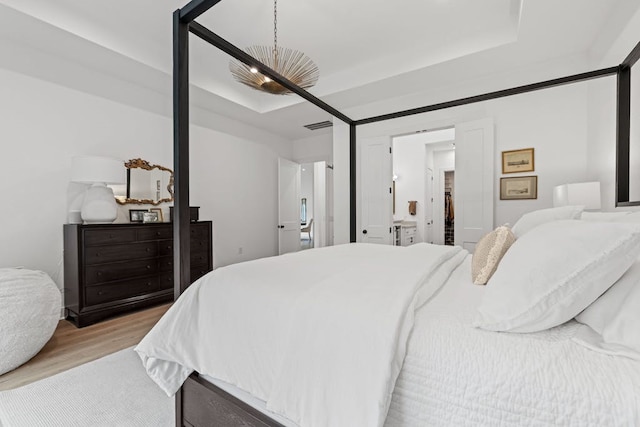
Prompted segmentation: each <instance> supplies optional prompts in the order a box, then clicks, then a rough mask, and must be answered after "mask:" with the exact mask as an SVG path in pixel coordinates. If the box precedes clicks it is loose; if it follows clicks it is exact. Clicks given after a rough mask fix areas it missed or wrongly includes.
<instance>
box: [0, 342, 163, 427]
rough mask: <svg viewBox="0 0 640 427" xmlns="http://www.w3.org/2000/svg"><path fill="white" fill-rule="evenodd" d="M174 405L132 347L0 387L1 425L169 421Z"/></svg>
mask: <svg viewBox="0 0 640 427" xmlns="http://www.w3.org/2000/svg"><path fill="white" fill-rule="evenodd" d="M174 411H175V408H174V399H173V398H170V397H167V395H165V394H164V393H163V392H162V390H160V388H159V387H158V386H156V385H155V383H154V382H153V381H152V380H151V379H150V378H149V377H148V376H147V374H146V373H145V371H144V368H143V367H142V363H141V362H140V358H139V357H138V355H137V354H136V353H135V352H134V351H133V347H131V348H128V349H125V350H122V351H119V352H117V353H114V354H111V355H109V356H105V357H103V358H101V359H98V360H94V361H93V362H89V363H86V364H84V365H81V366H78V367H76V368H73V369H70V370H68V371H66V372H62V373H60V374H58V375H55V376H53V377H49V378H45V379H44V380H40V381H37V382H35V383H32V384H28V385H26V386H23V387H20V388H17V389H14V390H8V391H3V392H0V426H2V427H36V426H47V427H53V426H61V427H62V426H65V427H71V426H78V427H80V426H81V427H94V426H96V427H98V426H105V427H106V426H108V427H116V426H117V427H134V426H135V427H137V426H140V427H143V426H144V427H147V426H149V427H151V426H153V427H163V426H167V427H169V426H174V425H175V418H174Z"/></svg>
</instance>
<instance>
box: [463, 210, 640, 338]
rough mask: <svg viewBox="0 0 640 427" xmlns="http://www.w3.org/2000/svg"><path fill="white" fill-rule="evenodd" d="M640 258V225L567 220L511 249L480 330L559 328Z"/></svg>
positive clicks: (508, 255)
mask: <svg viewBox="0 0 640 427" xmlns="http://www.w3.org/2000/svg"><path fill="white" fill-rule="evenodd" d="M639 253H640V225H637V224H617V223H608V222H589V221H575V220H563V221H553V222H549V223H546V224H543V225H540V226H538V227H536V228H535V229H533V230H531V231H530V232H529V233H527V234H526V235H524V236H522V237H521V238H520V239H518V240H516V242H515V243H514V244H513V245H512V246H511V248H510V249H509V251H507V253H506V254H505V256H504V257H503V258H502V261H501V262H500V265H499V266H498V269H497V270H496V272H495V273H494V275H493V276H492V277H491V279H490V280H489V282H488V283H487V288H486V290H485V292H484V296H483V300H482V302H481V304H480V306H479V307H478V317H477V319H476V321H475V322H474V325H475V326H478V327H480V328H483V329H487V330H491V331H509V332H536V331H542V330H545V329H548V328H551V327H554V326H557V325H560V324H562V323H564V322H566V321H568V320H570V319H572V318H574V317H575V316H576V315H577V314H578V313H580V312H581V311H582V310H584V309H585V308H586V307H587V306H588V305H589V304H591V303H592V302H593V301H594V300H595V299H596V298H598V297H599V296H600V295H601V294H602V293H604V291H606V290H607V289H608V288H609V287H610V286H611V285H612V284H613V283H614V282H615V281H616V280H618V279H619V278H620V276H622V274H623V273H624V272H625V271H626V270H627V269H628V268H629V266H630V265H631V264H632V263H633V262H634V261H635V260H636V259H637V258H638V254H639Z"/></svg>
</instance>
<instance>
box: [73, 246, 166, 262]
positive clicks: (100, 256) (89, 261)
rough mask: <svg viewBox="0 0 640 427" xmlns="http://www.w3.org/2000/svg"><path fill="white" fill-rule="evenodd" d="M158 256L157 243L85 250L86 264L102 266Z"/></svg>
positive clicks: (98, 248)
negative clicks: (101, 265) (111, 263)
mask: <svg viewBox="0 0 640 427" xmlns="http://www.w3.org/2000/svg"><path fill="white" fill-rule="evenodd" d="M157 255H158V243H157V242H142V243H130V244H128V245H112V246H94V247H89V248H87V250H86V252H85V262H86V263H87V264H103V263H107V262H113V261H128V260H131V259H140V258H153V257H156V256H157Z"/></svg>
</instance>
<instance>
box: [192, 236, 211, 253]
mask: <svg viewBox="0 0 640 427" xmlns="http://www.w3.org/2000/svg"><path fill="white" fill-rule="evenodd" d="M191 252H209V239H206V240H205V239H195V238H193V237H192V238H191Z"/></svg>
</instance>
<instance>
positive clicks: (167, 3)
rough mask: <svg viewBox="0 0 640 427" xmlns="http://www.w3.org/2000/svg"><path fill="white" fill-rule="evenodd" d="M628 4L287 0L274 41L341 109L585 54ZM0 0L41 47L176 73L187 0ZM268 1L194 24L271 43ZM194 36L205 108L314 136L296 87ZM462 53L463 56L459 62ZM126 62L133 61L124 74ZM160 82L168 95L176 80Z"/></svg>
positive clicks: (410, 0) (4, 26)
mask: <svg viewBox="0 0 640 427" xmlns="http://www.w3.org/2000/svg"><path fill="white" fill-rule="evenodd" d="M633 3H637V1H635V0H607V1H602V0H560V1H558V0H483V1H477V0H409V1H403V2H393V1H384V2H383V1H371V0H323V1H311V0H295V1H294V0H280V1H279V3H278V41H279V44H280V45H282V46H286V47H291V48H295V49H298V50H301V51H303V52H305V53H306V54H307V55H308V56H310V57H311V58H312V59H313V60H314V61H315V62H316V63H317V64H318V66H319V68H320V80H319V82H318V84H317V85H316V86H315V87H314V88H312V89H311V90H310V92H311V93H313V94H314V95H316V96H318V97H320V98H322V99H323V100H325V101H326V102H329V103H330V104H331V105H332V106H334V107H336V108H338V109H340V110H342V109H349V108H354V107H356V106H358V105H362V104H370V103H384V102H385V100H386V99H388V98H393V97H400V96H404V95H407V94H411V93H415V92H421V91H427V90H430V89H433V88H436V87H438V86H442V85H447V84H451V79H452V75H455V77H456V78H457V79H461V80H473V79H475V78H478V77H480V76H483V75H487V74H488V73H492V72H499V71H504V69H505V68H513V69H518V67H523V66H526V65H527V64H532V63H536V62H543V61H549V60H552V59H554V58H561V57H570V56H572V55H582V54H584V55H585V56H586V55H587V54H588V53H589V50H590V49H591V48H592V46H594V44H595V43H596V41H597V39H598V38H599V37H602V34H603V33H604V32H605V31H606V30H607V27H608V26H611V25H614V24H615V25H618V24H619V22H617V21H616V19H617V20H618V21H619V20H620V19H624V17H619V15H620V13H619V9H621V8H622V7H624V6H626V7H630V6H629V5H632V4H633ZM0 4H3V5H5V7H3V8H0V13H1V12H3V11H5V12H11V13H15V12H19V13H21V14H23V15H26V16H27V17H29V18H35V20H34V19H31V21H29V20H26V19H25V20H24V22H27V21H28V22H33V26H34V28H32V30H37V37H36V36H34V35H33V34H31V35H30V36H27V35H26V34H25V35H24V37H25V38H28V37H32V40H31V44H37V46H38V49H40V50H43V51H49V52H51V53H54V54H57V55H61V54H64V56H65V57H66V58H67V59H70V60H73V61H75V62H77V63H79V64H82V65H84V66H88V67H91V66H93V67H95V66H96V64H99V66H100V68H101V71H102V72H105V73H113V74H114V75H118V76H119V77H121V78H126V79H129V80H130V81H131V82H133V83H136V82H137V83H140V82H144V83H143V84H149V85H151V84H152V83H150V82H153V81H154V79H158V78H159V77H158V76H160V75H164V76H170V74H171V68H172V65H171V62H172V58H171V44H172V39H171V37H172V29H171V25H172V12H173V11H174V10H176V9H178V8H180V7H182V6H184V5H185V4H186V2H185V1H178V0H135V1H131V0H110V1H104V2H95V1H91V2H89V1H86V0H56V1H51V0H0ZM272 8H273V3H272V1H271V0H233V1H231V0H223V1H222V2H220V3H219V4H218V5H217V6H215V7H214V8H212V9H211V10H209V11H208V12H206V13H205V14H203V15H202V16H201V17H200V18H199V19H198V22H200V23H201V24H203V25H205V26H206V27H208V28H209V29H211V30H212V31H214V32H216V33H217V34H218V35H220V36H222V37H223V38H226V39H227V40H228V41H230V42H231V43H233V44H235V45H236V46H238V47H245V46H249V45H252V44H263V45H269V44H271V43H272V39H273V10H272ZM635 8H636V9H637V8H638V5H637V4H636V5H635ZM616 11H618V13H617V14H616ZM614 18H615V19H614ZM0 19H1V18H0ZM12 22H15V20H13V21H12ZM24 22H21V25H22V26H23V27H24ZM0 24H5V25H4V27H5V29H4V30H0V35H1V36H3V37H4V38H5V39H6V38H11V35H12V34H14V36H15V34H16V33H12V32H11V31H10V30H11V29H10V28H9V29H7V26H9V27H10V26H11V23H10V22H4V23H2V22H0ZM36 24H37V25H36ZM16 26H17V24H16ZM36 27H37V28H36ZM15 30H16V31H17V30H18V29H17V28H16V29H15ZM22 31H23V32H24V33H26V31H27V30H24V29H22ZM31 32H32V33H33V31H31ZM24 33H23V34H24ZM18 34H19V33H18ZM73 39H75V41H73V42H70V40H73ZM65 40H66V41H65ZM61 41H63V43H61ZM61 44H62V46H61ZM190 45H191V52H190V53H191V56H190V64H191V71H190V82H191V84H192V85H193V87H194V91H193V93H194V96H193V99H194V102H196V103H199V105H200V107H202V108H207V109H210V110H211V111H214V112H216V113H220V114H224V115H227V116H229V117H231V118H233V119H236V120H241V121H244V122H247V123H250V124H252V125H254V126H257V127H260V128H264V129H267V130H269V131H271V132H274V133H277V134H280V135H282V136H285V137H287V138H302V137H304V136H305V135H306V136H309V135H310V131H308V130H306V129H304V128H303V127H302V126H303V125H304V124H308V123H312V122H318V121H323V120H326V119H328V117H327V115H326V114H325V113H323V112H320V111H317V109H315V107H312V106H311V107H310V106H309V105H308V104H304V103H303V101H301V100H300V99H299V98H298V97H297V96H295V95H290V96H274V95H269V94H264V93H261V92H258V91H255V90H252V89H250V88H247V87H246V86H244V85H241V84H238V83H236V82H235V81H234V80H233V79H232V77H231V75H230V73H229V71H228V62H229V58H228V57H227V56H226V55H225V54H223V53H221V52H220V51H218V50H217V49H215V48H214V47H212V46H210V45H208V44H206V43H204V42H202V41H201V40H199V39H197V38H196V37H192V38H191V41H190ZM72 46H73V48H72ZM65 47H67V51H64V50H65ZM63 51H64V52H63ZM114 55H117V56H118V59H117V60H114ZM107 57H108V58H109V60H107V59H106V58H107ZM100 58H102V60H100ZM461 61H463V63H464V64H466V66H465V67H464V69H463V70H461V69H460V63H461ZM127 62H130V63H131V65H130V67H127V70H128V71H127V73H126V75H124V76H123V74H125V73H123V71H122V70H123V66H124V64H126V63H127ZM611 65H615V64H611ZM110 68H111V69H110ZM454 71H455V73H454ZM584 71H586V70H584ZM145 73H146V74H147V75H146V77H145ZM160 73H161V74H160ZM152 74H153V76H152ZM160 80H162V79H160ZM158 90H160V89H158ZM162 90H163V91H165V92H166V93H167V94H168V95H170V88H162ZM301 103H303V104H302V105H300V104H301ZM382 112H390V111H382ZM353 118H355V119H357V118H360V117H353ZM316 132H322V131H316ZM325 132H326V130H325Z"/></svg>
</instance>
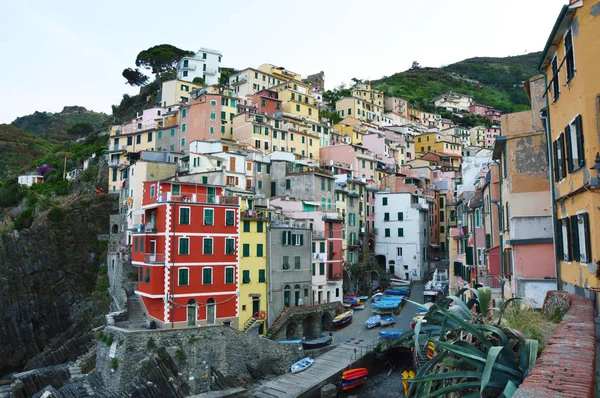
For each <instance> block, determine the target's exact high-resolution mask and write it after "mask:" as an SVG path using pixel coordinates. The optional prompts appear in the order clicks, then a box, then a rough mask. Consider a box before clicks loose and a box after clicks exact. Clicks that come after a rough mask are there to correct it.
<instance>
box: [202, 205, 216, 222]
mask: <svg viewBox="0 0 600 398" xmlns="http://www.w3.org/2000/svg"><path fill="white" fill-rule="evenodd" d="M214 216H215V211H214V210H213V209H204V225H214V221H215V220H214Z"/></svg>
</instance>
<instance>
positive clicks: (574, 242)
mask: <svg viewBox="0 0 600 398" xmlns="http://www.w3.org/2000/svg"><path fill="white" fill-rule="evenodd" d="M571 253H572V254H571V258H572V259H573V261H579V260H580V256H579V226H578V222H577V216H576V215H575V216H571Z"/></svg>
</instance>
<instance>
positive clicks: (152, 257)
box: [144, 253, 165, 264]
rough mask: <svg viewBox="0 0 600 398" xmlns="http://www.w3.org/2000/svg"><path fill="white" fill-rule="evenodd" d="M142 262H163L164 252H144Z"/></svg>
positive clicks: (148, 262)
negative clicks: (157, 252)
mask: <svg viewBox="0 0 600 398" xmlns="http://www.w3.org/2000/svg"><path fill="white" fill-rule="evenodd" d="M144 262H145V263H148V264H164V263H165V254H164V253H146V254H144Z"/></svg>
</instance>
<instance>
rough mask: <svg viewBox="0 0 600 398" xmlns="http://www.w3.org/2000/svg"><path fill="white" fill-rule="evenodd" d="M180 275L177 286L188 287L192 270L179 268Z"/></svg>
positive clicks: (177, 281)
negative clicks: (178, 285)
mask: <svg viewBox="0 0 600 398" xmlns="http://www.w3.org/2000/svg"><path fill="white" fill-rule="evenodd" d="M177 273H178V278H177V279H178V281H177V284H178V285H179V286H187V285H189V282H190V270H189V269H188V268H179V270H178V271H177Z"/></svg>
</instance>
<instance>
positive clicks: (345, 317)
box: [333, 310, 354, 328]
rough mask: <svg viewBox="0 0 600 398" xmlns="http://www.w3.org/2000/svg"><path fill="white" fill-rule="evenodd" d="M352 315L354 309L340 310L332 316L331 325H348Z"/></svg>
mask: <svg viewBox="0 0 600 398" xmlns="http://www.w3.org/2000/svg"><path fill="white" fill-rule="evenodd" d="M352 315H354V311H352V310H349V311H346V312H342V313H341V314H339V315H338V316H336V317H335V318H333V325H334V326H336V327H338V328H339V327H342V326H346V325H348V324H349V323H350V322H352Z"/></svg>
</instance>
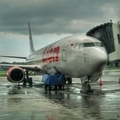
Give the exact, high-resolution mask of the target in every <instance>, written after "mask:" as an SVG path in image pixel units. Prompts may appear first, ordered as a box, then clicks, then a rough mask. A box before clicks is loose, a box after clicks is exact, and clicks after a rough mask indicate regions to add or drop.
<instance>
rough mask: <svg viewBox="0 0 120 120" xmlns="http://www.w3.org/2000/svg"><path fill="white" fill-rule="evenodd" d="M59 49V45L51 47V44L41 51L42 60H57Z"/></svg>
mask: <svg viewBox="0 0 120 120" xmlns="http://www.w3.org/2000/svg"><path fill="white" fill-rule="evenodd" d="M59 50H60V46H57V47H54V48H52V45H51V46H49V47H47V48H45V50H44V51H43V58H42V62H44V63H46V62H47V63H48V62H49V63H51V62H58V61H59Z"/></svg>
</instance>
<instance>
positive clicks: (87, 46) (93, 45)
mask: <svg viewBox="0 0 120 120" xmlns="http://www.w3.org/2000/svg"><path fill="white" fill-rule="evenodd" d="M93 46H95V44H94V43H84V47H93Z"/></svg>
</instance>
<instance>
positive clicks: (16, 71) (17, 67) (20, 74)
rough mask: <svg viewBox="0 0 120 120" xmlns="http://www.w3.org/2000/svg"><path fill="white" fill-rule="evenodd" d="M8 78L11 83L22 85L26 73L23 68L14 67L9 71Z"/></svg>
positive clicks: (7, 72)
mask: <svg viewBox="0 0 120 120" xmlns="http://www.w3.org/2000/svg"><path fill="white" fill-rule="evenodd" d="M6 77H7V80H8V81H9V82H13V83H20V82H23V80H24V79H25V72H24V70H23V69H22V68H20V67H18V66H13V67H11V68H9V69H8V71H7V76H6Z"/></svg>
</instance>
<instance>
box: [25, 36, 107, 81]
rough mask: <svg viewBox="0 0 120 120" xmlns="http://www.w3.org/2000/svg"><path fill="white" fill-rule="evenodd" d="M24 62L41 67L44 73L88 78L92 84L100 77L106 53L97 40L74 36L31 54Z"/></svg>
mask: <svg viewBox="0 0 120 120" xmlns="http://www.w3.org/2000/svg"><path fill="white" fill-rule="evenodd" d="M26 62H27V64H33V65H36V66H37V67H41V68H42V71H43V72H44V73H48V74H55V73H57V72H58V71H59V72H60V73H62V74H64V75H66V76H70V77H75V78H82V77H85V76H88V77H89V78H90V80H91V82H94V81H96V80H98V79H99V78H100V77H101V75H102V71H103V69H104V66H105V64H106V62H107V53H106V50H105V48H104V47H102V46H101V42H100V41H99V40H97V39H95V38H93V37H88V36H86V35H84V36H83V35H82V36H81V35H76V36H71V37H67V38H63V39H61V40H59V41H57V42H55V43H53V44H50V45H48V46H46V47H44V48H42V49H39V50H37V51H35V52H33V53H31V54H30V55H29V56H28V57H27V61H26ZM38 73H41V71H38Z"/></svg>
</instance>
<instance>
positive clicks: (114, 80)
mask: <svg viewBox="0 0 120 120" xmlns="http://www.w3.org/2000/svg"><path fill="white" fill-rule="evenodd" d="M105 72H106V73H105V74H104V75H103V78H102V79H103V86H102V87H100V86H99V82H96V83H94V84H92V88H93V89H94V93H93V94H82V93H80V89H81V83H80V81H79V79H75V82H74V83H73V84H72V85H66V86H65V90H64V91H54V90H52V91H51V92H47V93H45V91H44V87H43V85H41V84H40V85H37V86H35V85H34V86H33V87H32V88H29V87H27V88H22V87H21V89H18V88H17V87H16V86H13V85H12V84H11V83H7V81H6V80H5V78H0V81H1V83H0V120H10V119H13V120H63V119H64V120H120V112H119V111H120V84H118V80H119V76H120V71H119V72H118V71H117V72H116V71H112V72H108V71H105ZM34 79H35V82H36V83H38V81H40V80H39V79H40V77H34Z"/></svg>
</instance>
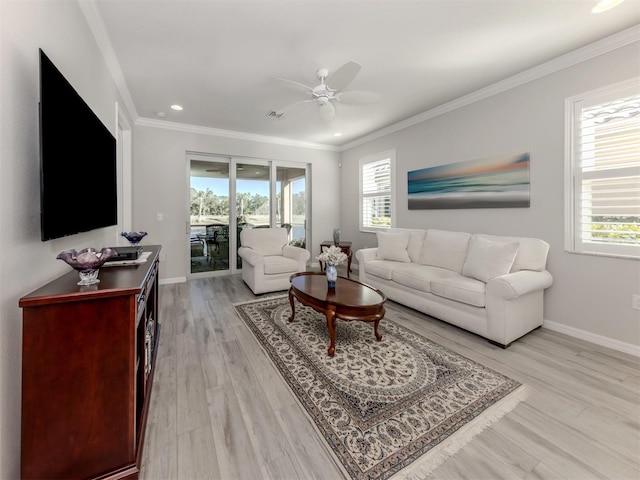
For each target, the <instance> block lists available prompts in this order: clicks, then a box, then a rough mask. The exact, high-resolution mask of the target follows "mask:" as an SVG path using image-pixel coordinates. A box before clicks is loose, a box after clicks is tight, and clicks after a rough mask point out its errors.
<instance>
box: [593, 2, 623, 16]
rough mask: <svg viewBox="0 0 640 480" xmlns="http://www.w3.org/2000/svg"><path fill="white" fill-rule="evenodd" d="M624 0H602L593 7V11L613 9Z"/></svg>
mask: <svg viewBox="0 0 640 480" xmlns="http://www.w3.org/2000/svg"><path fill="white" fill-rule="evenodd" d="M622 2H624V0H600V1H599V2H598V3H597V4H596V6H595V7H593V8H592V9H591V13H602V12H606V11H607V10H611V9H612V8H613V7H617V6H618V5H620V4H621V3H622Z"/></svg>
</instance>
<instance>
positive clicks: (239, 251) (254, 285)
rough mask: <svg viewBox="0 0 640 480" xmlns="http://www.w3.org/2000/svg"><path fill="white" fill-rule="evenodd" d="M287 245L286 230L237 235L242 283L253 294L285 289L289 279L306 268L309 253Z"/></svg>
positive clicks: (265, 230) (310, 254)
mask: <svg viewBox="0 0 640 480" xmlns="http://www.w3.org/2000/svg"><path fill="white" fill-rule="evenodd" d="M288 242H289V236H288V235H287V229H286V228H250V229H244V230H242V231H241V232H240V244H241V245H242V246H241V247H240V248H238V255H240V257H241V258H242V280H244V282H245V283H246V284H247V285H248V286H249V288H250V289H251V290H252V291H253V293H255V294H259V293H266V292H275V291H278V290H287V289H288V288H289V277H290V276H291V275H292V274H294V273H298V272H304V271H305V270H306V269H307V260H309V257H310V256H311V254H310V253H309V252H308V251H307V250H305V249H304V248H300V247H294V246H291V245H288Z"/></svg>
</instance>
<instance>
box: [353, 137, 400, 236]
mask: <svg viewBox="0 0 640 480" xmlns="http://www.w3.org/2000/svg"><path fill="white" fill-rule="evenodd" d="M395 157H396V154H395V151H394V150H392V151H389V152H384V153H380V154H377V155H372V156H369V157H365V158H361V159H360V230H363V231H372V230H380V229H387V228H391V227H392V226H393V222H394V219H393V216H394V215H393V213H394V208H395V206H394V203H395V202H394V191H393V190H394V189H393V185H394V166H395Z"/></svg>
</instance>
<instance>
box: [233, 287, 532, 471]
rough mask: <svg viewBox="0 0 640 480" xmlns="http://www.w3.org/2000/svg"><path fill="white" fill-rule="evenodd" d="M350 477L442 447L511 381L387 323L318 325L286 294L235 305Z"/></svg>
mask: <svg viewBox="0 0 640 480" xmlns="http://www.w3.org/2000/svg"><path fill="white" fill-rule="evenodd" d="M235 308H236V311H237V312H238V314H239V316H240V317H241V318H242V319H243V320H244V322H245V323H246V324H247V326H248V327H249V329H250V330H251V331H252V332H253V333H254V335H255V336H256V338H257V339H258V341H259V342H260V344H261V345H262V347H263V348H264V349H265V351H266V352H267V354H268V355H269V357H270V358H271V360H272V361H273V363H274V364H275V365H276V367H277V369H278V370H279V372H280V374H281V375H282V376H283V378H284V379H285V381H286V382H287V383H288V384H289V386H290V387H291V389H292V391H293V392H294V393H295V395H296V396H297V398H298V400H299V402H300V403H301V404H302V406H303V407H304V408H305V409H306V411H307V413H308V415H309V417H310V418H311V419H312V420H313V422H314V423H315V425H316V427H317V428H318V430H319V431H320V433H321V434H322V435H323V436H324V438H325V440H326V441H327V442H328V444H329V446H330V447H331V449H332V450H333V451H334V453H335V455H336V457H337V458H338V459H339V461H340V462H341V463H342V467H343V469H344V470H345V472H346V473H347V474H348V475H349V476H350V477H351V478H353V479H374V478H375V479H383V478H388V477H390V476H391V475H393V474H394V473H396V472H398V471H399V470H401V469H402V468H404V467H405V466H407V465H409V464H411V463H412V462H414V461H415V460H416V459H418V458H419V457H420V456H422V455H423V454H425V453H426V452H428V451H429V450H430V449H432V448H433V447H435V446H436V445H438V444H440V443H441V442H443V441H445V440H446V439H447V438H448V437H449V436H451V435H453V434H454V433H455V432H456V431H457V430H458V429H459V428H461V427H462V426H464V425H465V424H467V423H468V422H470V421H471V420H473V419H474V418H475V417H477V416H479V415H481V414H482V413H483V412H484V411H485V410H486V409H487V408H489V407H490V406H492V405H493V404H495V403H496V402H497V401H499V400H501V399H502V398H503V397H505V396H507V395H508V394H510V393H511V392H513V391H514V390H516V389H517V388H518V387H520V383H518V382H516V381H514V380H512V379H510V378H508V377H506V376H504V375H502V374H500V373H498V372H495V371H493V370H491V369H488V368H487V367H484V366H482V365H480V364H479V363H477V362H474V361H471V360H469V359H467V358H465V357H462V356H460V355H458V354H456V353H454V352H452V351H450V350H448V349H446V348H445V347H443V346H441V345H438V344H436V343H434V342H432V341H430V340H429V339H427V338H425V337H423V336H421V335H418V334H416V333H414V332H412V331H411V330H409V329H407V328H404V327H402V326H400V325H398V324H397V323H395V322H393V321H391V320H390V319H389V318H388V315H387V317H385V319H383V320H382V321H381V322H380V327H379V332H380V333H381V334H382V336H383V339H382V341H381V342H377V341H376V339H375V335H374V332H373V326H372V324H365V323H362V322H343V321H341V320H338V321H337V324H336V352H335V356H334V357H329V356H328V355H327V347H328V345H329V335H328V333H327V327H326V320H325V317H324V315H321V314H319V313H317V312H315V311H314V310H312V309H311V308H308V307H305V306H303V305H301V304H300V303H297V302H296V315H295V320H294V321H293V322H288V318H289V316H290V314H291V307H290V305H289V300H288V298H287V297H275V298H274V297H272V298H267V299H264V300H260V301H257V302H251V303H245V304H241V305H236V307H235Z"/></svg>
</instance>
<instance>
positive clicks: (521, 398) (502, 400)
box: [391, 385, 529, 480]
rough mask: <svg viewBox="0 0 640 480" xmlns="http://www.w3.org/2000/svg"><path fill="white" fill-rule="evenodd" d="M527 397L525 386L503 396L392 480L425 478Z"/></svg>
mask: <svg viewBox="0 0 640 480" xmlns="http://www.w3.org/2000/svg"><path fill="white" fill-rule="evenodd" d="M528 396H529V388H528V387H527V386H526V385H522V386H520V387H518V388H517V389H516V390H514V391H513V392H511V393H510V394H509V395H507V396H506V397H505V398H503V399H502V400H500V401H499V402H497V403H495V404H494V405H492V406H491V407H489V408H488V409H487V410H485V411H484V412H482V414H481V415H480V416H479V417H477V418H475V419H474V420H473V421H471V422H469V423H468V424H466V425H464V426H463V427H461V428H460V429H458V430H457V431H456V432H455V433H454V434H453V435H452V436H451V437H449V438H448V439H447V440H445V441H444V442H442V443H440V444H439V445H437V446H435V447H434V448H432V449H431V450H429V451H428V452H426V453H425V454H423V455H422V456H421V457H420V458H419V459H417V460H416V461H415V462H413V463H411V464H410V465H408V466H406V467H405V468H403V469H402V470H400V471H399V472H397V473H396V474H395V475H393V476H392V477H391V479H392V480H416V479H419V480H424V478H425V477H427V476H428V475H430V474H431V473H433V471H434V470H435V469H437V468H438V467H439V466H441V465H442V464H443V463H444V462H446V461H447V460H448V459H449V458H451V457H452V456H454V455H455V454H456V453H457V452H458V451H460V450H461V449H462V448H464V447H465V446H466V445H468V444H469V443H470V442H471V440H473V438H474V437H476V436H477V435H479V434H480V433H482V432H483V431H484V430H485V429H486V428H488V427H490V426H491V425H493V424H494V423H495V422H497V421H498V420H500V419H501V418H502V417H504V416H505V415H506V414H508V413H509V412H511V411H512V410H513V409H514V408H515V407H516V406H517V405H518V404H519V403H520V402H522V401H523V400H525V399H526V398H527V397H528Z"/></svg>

★ ★ ★ ★ ★ ★ ★

EXERCISE: Repeat word for word the lines above that run from the line containing "positive clicks: (239, 251) (254, 285)" through the line containing "box: [233, 287, 532, 471]", both ends included, and nothing else.

EXPECTED ANSWER:
positive clicks: (239, 251) (254, 285)
rough mask: <svg viewBox="0 0 640 480" xmlns="http://www.w3.org/2000/svg"><path fill="white" fill-rule="evenodd" d="M287 245L286 230L237 235L242 283L253 294L285 289L289 279L306 268L309 253Z"/></svg>
positive clicks: (265, 230) (310, 254)
mask: <svg viewBox="0 0 640 480" xmlns="http://www.w3.org/2000/svg"><path fill="white" fill-rule="evenodd" d="M288 242H289V236H288V235H287V229H286V228H250V229H244V230H242V231H241V232H240V244H241V245H242V246H241V247H240V248H238V255H240V257H241V258H242V280H244V282H245V283H246V284H247V285H248V286H249V288H250V289H251V290H252V291H253V293H255V294H259V293H266V292H275V291H278V290H287V289H288V288H289V277H290V276H291V275H292V274H294V273H298V272H304V271H305V270H306V269H307V260H309V257H310V256H311V254H310V253H309V252H308V251H307V250H305V249H304V248H300V247H294V246H291V245H288Z"/></svg>
</instance>
<instance>
box: [353, 137, 400, 236]
mask: <svg viewBox="0 0 640 480" xmlns="http://www.w3.org/2000/svg"><path fill="white" fill-rule="evenodd" d="M395 157H396V154H395V151H394V150H392V151H389V152H384V153H380V154H377V155H372V156H369V157H365V158H361V159H360V230H363V231H372V230H380V229H387V228H391V227H392V226H393V222H394V219H393V216H394V215H393V213H394V208H395V206H394V203H395V202H394V191H393V190H394V189H393V185H394V166H395Z"/></svg>
</instance>
<instance>
box: [233, 287, 532, 471]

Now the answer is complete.